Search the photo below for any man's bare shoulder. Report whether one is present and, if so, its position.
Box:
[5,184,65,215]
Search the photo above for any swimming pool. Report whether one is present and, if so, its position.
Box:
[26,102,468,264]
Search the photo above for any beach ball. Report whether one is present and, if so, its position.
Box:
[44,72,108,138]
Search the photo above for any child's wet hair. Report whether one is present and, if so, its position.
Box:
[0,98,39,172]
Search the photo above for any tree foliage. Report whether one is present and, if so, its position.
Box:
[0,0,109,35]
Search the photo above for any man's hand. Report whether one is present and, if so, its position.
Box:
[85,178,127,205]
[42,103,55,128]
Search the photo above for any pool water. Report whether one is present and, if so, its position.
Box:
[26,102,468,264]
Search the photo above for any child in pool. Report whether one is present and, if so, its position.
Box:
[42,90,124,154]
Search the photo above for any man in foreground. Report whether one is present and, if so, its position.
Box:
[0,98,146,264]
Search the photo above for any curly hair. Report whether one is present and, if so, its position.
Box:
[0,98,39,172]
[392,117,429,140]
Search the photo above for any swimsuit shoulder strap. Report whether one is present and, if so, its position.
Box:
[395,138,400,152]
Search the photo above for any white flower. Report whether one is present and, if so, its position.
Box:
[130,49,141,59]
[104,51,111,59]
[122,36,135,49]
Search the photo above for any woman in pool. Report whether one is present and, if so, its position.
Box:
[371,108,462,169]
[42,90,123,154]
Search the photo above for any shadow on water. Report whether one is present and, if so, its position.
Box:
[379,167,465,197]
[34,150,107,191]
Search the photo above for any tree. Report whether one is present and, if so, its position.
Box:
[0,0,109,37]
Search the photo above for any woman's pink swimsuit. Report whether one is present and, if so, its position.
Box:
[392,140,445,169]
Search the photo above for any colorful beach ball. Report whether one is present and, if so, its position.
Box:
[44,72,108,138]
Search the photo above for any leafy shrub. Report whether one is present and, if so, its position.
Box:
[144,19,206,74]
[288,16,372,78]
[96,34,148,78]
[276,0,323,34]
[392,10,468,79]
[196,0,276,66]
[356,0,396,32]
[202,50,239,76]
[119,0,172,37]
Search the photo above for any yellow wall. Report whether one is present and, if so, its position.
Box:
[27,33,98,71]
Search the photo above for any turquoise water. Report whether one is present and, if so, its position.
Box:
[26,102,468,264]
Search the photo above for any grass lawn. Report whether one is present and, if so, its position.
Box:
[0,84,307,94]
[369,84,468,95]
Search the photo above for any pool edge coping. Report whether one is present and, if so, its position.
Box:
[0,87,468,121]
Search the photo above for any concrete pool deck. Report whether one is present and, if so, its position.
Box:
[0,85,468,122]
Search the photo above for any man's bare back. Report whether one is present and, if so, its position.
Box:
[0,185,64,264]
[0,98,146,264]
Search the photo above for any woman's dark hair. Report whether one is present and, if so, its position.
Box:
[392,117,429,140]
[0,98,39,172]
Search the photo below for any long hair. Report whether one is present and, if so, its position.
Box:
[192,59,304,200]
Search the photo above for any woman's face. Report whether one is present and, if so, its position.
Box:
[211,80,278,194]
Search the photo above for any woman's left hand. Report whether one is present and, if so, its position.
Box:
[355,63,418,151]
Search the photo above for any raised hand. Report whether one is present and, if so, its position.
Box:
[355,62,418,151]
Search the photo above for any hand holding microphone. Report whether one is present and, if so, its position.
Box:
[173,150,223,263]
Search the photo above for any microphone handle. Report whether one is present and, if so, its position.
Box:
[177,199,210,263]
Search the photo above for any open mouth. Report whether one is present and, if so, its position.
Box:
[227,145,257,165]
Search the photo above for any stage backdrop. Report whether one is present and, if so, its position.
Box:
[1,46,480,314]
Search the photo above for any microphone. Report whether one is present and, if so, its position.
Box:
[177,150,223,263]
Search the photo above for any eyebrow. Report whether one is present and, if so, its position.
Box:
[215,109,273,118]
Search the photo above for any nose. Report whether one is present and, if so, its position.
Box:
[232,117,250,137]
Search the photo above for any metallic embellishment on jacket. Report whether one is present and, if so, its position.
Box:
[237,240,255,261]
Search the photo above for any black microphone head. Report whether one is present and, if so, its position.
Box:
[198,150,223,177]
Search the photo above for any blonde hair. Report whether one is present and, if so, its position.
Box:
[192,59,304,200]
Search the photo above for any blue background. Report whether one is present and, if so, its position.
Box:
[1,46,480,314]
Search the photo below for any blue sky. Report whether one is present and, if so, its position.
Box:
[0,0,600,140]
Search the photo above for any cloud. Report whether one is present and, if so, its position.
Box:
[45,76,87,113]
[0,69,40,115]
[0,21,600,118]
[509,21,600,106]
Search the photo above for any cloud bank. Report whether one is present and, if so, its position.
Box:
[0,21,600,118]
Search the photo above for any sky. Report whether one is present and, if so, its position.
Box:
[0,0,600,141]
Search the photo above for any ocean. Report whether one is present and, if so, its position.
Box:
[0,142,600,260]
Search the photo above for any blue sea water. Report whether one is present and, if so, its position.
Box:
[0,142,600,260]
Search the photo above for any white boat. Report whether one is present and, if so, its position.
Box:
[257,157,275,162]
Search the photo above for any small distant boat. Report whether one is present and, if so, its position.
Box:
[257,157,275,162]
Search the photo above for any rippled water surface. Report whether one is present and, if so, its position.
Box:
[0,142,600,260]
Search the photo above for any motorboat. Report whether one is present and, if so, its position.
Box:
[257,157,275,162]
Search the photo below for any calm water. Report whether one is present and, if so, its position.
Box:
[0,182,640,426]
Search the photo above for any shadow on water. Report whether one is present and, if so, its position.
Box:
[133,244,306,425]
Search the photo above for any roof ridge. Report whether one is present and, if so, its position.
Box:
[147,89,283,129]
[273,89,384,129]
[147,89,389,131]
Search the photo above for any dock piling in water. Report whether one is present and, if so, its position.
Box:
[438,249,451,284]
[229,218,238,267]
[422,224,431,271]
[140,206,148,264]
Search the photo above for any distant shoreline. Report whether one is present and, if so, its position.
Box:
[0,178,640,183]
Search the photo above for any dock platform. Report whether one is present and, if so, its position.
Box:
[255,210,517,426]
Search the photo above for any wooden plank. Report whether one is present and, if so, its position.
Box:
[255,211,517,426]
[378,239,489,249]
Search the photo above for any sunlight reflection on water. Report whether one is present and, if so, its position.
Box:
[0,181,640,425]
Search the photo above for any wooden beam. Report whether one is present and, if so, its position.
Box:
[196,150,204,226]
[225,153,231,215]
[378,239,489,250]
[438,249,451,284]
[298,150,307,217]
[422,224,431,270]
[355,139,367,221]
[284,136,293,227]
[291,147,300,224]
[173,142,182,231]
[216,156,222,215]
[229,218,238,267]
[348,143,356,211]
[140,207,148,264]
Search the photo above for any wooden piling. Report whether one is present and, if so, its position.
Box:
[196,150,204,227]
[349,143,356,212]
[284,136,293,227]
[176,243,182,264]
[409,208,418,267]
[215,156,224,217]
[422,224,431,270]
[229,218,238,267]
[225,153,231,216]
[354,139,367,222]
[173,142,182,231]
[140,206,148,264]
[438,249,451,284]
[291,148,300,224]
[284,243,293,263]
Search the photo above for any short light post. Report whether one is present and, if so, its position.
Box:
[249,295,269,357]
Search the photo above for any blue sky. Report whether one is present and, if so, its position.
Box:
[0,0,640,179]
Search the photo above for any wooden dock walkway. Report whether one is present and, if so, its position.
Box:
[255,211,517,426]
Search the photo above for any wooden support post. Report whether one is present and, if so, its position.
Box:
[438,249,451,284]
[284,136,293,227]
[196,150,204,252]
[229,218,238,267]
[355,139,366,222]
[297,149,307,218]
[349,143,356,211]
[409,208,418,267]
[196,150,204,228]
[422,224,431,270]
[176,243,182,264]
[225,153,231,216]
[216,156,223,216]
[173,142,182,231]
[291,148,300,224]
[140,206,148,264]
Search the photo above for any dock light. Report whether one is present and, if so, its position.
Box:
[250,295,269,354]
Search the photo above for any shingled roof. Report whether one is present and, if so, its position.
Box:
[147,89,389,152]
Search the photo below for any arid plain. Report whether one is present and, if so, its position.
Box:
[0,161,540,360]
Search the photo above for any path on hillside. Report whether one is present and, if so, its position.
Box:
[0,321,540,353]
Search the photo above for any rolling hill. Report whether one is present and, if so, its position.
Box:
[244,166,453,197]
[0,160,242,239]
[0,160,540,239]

---

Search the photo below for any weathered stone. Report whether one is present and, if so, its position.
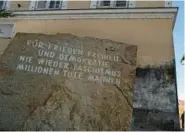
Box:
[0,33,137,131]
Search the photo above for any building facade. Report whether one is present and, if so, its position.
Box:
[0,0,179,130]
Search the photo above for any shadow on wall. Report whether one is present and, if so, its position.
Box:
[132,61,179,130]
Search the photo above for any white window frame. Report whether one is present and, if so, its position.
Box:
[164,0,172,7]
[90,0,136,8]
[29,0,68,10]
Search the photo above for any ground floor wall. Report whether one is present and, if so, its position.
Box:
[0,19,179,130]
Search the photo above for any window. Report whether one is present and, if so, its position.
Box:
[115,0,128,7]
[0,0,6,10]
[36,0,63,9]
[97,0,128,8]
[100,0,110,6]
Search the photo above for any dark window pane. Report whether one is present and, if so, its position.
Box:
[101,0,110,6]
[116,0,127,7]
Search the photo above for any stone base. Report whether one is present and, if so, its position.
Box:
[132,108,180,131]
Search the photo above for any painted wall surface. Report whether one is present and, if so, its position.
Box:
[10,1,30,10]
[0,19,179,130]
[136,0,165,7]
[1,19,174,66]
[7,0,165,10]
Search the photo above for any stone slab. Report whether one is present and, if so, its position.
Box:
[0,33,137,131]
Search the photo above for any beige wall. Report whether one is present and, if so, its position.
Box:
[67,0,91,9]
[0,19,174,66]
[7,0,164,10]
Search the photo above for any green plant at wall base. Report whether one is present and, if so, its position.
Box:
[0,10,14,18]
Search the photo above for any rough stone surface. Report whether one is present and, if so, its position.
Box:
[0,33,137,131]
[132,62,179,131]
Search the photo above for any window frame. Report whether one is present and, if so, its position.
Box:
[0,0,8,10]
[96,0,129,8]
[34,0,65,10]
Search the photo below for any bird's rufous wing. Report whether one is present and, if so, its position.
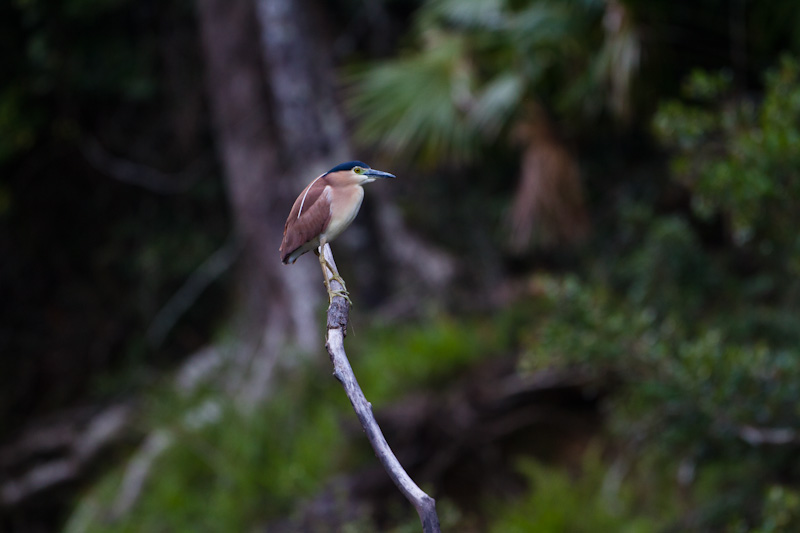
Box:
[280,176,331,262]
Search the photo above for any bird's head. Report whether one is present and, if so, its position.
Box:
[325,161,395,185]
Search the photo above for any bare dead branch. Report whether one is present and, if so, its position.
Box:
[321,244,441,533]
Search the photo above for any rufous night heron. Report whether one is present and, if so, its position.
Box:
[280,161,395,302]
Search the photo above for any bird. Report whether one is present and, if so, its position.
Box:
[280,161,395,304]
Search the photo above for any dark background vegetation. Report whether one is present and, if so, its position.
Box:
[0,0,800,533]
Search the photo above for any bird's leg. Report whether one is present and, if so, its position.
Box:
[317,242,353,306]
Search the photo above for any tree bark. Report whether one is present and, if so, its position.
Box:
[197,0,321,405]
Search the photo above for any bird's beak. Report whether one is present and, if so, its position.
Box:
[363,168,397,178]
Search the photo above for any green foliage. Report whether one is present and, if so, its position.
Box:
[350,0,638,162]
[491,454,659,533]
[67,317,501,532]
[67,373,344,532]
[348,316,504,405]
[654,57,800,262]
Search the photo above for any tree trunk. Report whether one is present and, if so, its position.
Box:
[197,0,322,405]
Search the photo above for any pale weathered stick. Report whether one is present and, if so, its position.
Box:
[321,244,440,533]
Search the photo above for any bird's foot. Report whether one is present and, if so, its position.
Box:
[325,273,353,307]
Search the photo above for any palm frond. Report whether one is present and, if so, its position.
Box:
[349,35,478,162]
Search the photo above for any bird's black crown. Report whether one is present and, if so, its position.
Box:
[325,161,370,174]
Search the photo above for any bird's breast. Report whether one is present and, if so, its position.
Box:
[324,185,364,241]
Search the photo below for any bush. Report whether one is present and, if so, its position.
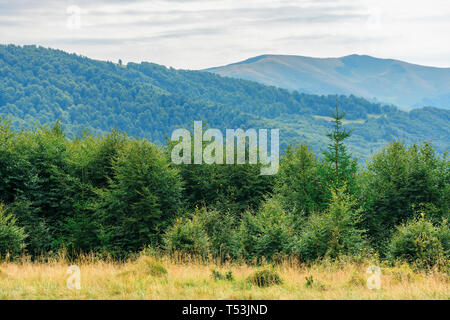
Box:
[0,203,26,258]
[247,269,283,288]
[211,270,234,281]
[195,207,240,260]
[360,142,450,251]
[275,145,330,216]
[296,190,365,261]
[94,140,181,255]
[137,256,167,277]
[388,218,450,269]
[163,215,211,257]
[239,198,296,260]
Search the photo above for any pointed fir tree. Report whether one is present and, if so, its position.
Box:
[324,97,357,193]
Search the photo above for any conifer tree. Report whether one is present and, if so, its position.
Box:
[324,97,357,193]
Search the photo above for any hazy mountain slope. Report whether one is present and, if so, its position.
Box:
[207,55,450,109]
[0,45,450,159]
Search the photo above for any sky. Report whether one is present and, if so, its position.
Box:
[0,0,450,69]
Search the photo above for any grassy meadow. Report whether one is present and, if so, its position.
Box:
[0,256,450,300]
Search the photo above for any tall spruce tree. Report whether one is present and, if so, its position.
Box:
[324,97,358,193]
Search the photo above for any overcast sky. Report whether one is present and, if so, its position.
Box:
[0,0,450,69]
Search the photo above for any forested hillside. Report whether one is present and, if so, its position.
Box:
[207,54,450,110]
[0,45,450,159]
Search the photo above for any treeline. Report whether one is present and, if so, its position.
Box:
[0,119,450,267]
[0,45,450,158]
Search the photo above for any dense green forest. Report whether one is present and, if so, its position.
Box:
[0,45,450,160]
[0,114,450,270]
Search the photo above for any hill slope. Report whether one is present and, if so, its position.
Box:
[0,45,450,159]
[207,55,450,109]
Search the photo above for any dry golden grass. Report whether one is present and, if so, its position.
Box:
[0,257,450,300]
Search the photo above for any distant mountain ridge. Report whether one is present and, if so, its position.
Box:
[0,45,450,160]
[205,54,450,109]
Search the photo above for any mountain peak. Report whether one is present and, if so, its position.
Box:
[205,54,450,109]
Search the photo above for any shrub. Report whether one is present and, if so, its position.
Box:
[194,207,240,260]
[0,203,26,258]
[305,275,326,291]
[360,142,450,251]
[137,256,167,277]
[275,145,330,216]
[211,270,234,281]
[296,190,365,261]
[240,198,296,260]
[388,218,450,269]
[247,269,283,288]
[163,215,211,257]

...

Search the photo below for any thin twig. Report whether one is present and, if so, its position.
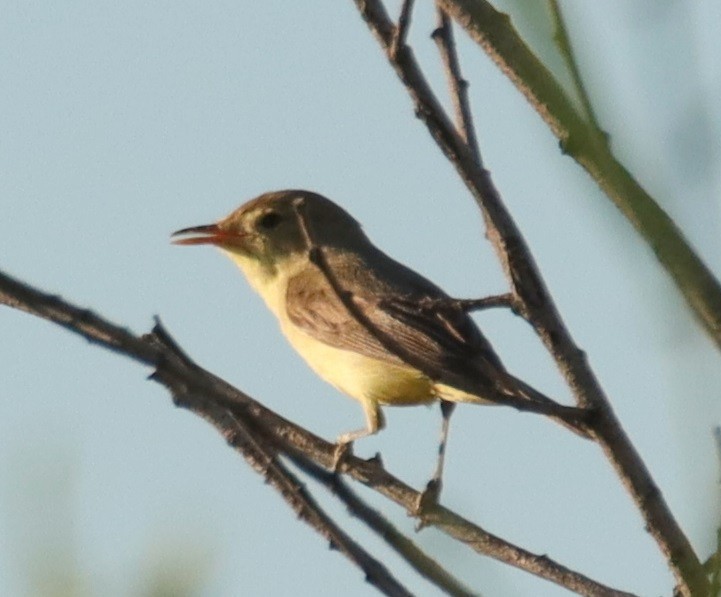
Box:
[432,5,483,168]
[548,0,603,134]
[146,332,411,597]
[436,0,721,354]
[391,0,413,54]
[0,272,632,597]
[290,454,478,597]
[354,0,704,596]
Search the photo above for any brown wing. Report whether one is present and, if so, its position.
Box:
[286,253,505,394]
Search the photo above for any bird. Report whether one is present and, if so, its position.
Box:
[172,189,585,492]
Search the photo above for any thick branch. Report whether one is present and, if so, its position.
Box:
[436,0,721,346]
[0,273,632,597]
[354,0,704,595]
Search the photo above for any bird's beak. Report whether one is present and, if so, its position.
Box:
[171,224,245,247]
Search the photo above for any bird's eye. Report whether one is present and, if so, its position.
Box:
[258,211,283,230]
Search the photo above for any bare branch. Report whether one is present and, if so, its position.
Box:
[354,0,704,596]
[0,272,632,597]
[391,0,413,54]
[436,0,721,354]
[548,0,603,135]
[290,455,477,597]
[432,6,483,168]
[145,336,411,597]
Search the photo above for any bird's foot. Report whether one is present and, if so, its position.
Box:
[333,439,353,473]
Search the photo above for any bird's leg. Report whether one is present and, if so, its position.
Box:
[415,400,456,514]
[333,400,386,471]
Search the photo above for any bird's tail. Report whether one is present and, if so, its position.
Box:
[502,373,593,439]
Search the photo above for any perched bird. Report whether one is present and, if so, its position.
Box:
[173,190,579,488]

▸ **What the task requires**:
Could you write out the material again, starting at the line that has "Search the photo above for any curly" and stopping after the line that has "[42,90,123,154]", with every coordinate increased by 101 and all other lines left unchanged?

▸ **Output below**:
Search the photo above for any curly hair. Report whether one is present and, if so, its position.
Box:
[101,199,140,273]
[493,218,530,241]
Search the photo above for any swimsuit shoulder strap. Report whether one is present and, if so, its position.
Box:
[496,239,501,253]
Search the photo above for any white flower. Report whether one is present and, if so, its position.
Box:
[231,150,242,160]
[205,152,212,160]
[223,137,236,150]
Search the photo above for any woman in pool. Report whether one is present and, if so, its position.
Box:
[472,209,563,270]
[143,191,224,255]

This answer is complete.